[[ DATASET, beginning ]]

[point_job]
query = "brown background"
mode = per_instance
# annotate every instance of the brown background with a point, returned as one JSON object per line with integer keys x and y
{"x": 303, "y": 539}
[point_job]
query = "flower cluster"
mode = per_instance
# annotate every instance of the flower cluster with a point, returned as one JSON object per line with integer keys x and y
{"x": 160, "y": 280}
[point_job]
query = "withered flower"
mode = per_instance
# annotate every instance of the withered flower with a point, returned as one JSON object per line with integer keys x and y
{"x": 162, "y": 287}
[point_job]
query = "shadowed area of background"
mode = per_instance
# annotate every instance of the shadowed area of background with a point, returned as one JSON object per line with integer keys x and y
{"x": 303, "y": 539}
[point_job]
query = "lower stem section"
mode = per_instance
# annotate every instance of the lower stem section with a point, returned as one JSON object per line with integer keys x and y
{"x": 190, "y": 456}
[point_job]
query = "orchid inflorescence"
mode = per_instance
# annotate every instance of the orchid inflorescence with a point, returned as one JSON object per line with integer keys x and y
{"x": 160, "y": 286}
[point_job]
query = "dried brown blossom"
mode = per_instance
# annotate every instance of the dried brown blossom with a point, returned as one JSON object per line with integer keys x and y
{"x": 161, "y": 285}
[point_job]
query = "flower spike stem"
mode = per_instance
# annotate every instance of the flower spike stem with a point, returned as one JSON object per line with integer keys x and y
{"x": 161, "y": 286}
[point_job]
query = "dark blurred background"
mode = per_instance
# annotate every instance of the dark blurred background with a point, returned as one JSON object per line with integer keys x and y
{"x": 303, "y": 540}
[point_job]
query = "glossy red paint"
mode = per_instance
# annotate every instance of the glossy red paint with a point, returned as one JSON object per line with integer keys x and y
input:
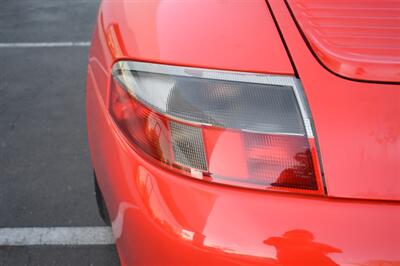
{"x": 357, "y": 39}
{"x": 159, "y": 217}
{"x": 356, "y": 123}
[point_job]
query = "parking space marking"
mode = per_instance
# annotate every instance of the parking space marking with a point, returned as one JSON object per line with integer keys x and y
{"x": 28, "y": 236}
{"x": 43, "y": 44}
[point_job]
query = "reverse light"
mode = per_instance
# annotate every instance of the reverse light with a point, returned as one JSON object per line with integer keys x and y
{"x": 242, "y": 129}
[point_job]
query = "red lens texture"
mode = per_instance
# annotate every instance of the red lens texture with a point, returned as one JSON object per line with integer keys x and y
{"x": 245, "y": 159}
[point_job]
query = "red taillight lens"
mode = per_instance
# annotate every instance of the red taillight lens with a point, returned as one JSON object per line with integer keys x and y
{"x": 217, "y": 126}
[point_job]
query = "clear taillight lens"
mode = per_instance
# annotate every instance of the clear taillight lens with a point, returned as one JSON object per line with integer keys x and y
{"x": 241, "y": 129}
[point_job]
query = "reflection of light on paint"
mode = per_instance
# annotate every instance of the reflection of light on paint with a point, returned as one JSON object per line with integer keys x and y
{"x": 188, "y": 235}
{"x": 118, "y": 222}
{"x": 196, "y": 174}
{"x": 231, "y": 236}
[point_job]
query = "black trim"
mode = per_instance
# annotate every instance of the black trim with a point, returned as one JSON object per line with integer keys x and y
{"x": 319, "y": 60}
{"x": 305, "y": 96}
{"x": 282, "y": 39}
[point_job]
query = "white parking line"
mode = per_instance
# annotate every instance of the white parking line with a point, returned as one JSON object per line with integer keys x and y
{"x": 43, "y": 44}
{"x": 27, "y": 236}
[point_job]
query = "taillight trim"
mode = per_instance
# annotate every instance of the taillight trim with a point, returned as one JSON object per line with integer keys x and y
{"x": 223, "y": 75}
{"x": 246, "y": 77}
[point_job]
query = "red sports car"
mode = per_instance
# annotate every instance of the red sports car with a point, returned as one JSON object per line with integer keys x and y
{"x": 248, "y": 131}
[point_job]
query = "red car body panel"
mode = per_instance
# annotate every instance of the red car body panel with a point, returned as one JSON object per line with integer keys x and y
{"x": 160, "y": 217}
{"x": 354, "y": 38}
{"x": 356, "y": 123}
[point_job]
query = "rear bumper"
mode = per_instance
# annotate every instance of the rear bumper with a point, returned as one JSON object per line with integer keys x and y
{"x": 161, "y": 218}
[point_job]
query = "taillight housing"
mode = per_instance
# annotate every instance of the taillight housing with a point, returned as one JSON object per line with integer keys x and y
{"x": 242, "y": 129}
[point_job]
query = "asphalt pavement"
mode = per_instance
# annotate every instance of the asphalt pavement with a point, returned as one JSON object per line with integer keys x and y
{"x": 45, "y": 173}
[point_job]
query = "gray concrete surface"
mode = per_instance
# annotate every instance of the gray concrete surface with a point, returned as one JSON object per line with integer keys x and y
{"x": 45, "y": 172}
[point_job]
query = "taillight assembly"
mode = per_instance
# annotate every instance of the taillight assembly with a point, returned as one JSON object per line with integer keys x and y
{"x": 242, "y": 129}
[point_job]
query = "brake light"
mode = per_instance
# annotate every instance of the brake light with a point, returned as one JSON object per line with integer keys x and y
{"x": 240, "y": 129}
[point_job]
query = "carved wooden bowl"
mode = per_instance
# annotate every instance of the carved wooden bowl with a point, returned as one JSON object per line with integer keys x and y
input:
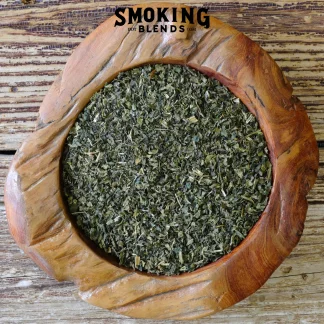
{"x": 38, "y": 217}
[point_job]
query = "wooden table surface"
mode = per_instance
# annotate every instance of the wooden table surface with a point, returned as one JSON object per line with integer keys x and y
{"x": 35, "y": 42}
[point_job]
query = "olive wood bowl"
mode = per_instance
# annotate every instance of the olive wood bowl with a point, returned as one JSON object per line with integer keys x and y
{"x": 38, "y": 217}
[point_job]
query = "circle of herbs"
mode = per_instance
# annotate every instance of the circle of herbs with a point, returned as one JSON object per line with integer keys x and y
{"x": 166, "y": 169}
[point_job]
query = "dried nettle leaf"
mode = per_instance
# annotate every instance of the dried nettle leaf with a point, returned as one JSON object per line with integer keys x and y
{"x": 166, "y": 169}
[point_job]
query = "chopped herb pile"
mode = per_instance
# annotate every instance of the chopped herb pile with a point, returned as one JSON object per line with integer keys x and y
{"x": 166, "y": 169}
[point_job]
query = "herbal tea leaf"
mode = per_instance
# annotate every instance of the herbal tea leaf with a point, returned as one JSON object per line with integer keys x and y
{"x": 166, "y": 169}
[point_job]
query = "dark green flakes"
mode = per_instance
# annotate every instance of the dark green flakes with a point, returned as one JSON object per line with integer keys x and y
{"x": 166, "y": 169}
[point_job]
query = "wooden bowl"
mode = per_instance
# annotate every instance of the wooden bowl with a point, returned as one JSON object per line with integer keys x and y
{"x": 38, "y": 217}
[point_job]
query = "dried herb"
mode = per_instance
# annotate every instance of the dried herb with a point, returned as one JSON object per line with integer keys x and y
{"x": 166, "y": 169}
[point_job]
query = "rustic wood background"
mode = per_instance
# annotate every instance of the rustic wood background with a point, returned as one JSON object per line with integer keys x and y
{"x": 35, "y": 42}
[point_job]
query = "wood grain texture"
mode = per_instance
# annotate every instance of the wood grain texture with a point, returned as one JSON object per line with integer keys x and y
{"x": 37, "y": 216}
{"x": 293, "y": 294}
{"x": 32, "y": 38}
{"x": 35, "y": 42}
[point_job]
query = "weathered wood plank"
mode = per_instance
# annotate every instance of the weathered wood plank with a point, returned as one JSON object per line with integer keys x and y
{"x": 295, "y": 291}
{"x": 35, "y": 42}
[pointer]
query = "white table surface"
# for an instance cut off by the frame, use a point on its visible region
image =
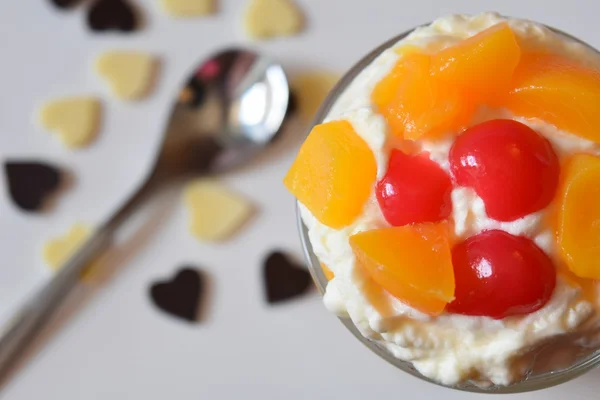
(109, 341)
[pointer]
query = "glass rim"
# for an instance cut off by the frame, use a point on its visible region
(530, 383)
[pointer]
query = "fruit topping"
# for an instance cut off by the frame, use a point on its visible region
(579, 216)
(413, 263)
(510, 166)
(333, 174)
(414, 190)
(557, 90)
(482, 64)
(417, 105)
(499, 275)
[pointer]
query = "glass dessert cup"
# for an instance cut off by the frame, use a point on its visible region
(536, 378)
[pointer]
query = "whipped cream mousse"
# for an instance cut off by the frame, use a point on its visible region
(452, 196)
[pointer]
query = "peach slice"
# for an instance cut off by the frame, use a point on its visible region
(482, 64)
(579, 215)
(412, 262)
(333, 174)
(415, 104)
(559, 91)
(327, 272)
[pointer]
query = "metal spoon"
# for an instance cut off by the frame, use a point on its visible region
(230, 108)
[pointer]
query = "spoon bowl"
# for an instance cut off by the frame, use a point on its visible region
(231, 106)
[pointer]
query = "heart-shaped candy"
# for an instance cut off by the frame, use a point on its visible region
(130, 75)
(215, 212)
(112, 14)
(180, 296)
(74, 119)
(188, 8)
(31, 183)
(270, 18)
(283, 279)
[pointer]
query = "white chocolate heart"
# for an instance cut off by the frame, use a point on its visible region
(215, 213)
(57, 251)
(269, 18)
(188, 8)
(74, 119)
(129, 74)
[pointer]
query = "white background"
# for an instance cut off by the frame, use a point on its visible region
(109, 341)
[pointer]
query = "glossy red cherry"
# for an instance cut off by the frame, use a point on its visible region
(413, 190)
(498, 275)
(510, 166)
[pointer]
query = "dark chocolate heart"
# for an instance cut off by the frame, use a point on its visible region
(284, 280)
(181, 296)
(112, 14)
(65, 3)
(30, 183)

[[ DATASET, end ]]

## WHAT IS EXPECTED
Pick each line holding the word "carved" out of the listing.

## EXERCISE ANSWER
query = "carved wooden bowl"
# annotate every instance of the carved wooden bowl with a point, returned as one JSON object per line with integer keys x and y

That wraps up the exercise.